MATERIAL →
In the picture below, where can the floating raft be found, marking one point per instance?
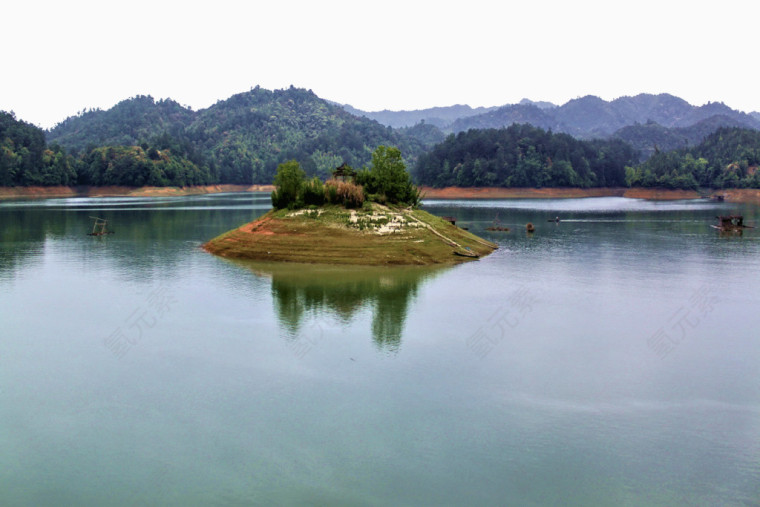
(99, 227)
(731, 223)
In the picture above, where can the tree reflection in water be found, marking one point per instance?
(311, 291)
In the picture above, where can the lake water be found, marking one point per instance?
(610, 359)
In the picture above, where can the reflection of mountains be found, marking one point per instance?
(144, 230)
(310, 290)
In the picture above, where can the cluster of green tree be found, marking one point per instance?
(651, 137)
(728, 158)
(25, 158)
(129, 123)
(386, 181)
(135, 166)
(524, 156)
(244, 138)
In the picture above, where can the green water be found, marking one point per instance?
(610, 359)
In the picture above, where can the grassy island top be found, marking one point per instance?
(364, 218)
(381, 235)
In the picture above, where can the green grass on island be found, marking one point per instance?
(373, 235)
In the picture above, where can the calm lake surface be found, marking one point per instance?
(610, 359)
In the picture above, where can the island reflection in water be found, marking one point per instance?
(311, 291)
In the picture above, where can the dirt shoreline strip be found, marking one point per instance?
(112, 191)
(747, 195)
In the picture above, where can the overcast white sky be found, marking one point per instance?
(64, 56)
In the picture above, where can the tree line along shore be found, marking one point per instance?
(738, 195)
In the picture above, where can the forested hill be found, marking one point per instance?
(728, 158)
(26, 159)
(652, 137)
(128, 123)
(244, 138)
(527, 156)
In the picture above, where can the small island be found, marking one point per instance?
(369, 217)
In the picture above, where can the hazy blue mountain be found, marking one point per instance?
(245, 137)
(441, 117)
(541, 104)
(505, 116)
(650, 137)
(592, 117)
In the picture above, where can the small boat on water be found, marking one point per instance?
(496, 225)
(99, 227)
(467, 252)
(731, 223)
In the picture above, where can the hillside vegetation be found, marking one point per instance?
(523, 156)
(526, 156)
(244, 138)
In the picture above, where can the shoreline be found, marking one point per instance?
(116, 191)
(737, 195)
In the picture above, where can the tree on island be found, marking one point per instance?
(386, 181)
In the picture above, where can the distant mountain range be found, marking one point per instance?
(671, 121)
(244, 137)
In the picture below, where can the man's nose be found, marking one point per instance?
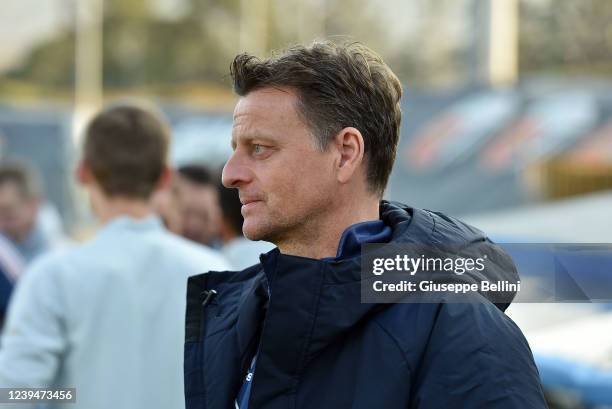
(235, 172)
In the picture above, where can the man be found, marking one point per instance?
(105, 317)
(20, 211)
(315, 135)
(11, 267)
(237, 249)
(198, 204)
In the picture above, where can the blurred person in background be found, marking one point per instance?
(32, 226)
(165, 205)
(197, 199)
(237, 249)
(11, 267)
(107, 316)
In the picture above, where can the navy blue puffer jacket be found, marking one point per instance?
(319, 347)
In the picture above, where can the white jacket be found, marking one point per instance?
(106, 317)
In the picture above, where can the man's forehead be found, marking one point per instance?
(261, 111)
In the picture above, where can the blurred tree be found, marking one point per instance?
(566, 34)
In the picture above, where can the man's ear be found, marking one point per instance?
(83, 174)
(165, 178)
(350, 146)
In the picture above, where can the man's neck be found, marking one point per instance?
(109, 208)
(321, 240)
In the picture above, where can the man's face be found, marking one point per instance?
(17, 213)
(198, 206)
(285, 182)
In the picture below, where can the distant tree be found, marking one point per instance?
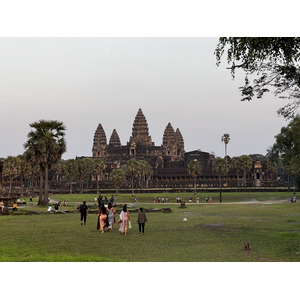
(70, 168)
(86, 168)
(258, 157)
(272, 61)
(219, 167)
(131, 169)
(194, 168)
(117, 178)
(11, 169)
(246, 165)
(45, 146)
(226, 138)
(22, 169)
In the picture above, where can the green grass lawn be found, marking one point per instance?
(149, 197)
(211, 233)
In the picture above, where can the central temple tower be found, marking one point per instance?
(140, 132)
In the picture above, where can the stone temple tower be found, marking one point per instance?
(169, 142)
(140, 132)
(99, 145)
(114, 140)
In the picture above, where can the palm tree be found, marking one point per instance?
(117, 178)
(12, 169)
(226, 138)
(131, 169)
(70, 168)
(100, 166)
(45, 146)
(219, 167)
(246, 165)
(86, 167)
(194, 168)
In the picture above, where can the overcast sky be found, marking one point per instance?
(86, 81)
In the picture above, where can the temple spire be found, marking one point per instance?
(140, 132)
(115, 139)
(99, 144)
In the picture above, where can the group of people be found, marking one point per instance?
(56, 206)
(104, 200)
(106, 218)
(161, 200)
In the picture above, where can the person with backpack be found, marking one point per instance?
(83, 208)
(142, 219)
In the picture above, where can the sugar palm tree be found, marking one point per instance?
(194, 168)
(246, 165)
(45, 146)
(12, 169)
(226, 138)
(219, 167)
(86, 168)
(70, 167)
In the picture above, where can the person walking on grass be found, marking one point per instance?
(142, 219)
(84, 210)
(124, 218)
(102, 218)
(111, 216)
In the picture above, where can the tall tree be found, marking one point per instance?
(219, 167)
(194, 168)
(86, 168)
(131, 169)
(70, 167)
(117, 178)
(22, 170)
(246, 165)
(45, 146)
(272, 62)
(12, 169)
(226, 138)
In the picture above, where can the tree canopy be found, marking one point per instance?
(274, 63)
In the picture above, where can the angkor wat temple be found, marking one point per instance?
(169, 161)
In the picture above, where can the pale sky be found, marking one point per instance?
(86, 81)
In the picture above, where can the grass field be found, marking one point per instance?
(212, 232)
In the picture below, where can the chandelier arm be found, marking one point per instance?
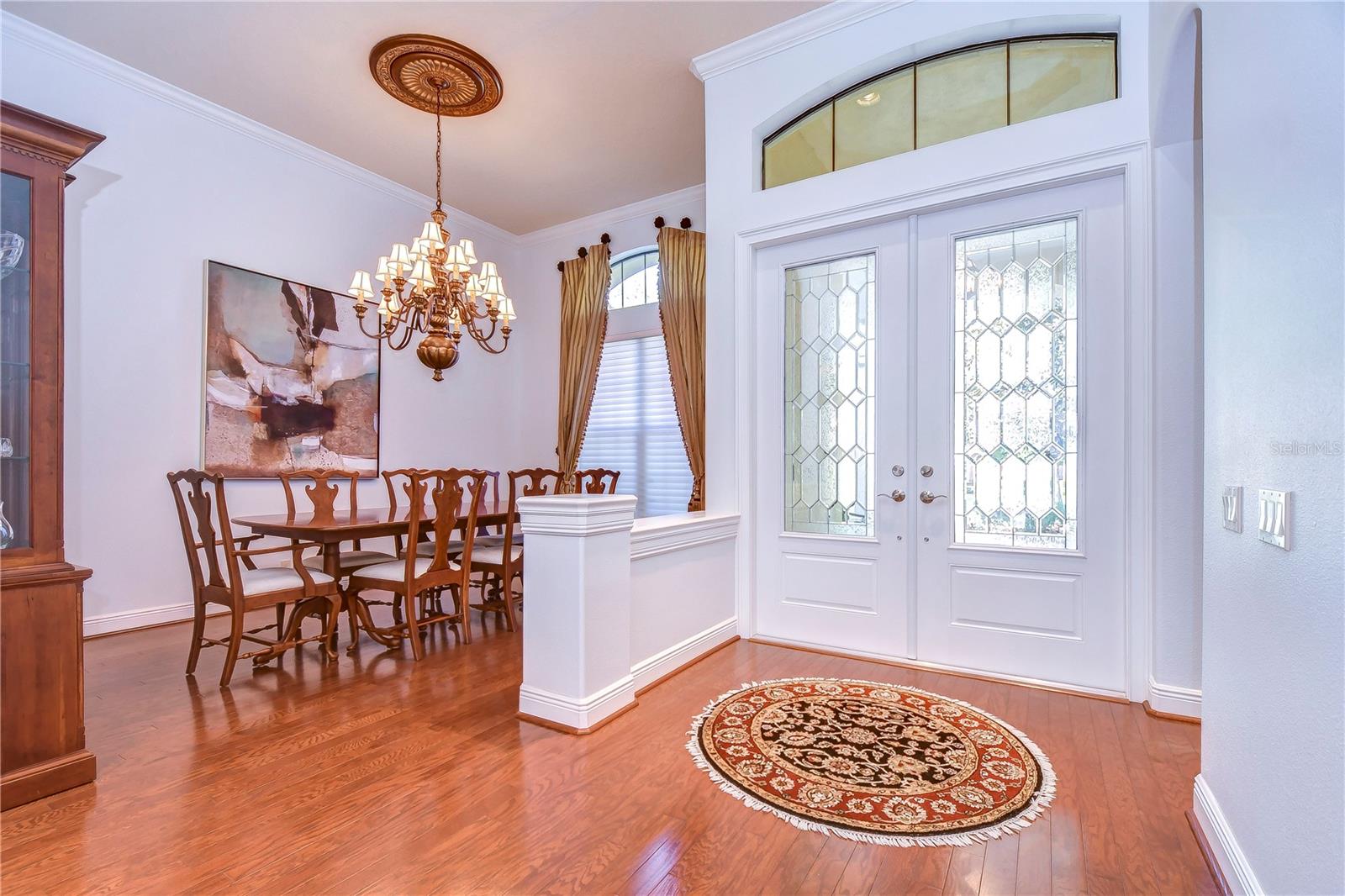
(377, 334)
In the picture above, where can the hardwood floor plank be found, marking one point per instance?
(381, 775)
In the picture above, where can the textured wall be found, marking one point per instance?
(1273, 642)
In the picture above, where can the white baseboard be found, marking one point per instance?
(661, 663)
(127, 619)
(578, 714)
(1172, 698)
(1223, 845)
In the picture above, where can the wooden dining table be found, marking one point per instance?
(333, 529)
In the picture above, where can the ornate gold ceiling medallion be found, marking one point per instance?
(416, 66)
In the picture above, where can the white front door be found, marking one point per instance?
(999, 366)
(831, 427)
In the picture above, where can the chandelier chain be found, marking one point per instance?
(439, 151)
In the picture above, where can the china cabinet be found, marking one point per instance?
(42, 739)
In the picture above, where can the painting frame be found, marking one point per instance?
(374, 416)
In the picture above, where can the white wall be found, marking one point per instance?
(748, 98)
(178, 182)
(1174, 123)
(631, 228)
(1274, 646)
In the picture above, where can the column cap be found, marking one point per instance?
(576, 514)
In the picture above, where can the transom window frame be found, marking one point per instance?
(972, 47)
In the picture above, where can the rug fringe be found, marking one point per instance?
(1028, 814)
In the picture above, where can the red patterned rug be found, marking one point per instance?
(872, 762)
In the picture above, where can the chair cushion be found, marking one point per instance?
(394, 571)
(427, 548)
(266, 579)
(351, 560)
(494, 555)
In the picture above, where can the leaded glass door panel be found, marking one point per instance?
(1020, 416)
(833, 342)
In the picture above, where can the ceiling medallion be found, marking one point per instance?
(430, 287)
(420, 69)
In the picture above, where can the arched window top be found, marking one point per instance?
(943, 98)
(636, 279)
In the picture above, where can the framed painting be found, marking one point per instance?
(291, 381)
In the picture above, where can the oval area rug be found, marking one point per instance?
(872, 762)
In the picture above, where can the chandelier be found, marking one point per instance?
(434, 286)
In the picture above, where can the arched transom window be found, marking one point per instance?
(943, 98)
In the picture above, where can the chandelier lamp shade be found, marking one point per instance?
(435, 287)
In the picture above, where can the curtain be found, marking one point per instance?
(584, 284)
(683, 314)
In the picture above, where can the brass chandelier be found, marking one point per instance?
(430, 286)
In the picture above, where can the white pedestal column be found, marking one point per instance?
(578, 609)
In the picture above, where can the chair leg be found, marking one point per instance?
(414, 626)
(330, 629)
(508, 598)
(353, 620)
(235, 640)
(198, 631)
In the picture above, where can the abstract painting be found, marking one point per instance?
(291, 381)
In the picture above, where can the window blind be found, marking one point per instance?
(632, 427)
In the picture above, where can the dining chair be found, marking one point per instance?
(596, 481)
(502, 564)
(222, 572)
(322, 495)
(421, 582)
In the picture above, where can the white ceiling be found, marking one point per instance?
(599, 105)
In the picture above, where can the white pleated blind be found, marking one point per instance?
(634, 427)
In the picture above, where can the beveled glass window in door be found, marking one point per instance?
(829, 400)
(1015, 408)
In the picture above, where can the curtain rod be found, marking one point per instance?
(583, 250)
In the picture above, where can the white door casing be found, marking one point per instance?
(1051, 613)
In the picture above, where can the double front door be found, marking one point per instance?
(941, 430)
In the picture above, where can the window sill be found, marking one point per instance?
(652, 535)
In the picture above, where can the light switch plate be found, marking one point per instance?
(1234, 508)
(1273, 525)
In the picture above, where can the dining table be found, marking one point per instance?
(330, 530)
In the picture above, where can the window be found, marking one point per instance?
(632, 425)
(943, 98)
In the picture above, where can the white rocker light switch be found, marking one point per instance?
(1273, 526)
(1234, 508)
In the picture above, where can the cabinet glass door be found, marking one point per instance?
(15, 307)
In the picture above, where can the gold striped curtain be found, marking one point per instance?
(584, 284)
(683, 313)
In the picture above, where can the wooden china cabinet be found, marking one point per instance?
(42, 737)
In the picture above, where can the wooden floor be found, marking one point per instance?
(381, 775)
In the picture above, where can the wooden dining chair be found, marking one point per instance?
(596, 481)
(435, 506)
(502, 564)
(322, 495)
(222, 572)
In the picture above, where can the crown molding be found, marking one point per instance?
(603, 219)
(790, 33)
(19, 30)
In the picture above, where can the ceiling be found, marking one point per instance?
(599, 109)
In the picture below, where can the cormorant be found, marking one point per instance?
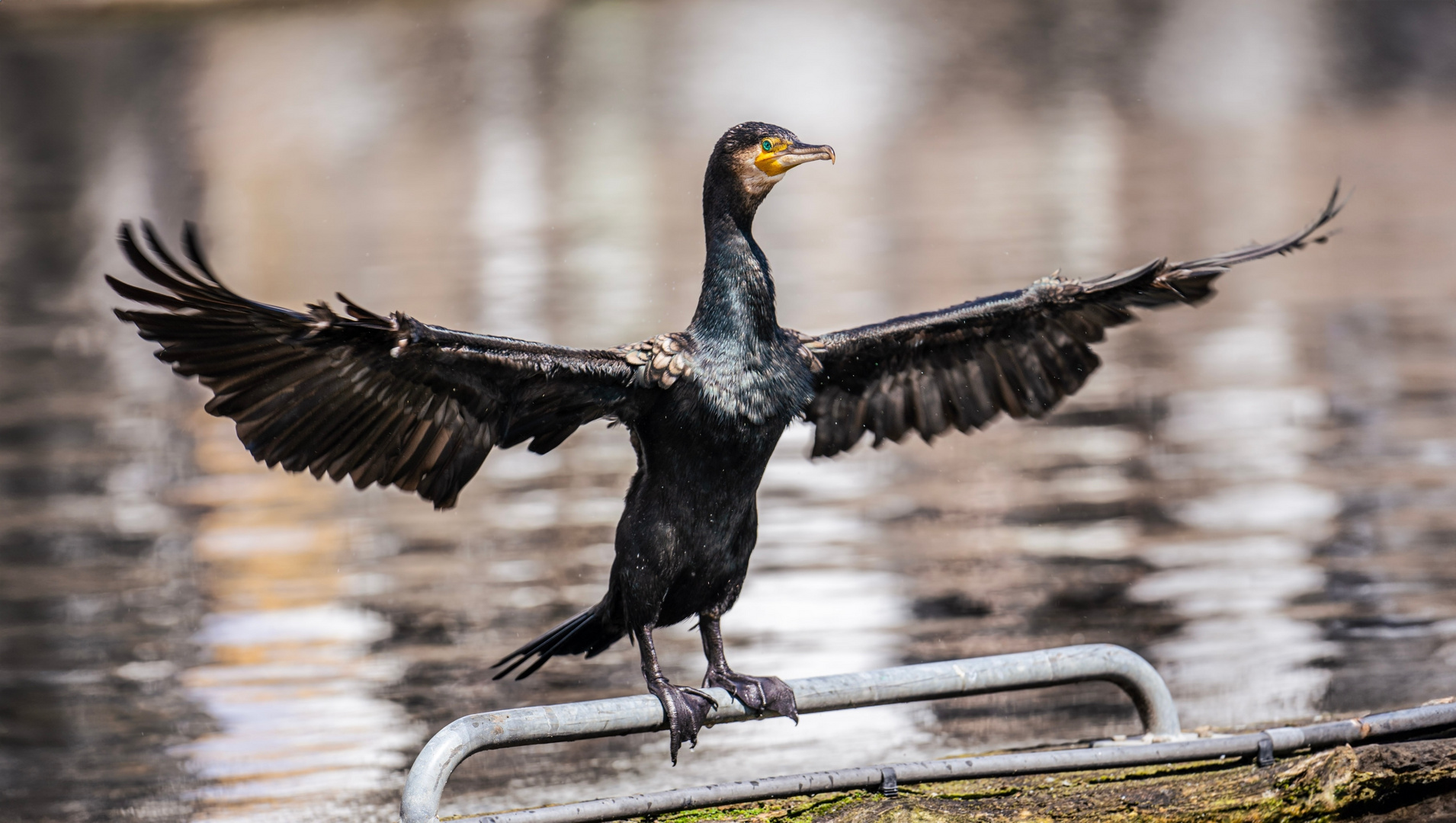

STATED TASK → How many lines in the entries above contain the word "medallion"? Reply with the number alone.

FULL SOLUTION → 2